PROBLEM: Write out exactly the lines below that run from the one containing "The service MUST return one point per instance of the bent-over" through the one containing "worker in orange", both included, with no other lines.

● ● ●

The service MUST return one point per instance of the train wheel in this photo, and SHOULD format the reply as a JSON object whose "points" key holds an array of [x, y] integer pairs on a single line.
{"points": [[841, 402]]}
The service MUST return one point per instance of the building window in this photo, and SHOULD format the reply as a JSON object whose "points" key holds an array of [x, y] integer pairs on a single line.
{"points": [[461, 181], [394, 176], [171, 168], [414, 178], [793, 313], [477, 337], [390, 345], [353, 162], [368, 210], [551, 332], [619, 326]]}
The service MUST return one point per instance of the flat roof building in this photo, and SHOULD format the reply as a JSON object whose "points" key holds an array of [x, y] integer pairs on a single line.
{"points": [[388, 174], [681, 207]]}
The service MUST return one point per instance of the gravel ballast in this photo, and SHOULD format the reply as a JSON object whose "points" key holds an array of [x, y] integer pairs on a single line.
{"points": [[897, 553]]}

● ● ●

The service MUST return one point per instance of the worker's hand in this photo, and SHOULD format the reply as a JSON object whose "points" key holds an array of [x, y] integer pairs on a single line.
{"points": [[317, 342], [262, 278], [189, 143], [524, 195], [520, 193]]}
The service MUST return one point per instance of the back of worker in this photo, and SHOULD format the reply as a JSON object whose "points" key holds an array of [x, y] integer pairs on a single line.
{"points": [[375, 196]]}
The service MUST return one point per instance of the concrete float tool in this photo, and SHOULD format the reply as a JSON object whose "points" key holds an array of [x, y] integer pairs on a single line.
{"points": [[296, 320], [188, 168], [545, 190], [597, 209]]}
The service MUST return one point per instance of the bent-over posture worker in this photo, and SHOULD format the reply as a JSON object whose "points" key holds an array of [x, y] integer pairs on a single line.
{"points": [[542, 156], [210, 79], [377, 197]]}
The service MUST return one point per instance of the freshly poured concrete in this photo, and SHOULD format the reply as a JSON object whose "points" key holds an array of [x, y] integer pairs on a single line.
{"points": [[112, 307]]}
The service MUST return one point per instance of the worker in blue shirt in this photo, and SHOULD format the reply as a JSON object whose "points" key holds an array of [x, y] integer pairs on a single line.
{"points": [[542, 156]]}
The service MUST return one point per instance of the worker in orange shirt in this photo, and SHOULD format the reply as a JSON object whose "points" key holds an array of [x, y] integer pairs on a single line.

● ● ●

EXPECTED ANSWER:
The service MUST return one point per instance of the bent-over posture worker in this photo, and SHOULD format the reply as a JSON object whose "points" key holds an array of [x, y] integer pairs on a single line.
{"points": [[542, 156], [210, 79], [377, 197]]}
The service MUST return one point per instance of the freshly poured concrete in this photo, and SHOULD format the reply as a JSON object whose "points" key holds an array of [x, y] integer pairs on a single line.
{"points": [[112, 307]]}
The service MUST return one point per instance of the worker in blue shirt in this photo, and SHOULD format the reply as a JSON object whose "points" key holds an array of [x, y] integer pairs on a single line.
{"points": [[542, 156]]}
The service MUST return one point per instance of the worker in orange shirt in this photo, and SHOULD format the reply as a JSON object whose "points" key holds an array of [x, y] integer pairs on a single line.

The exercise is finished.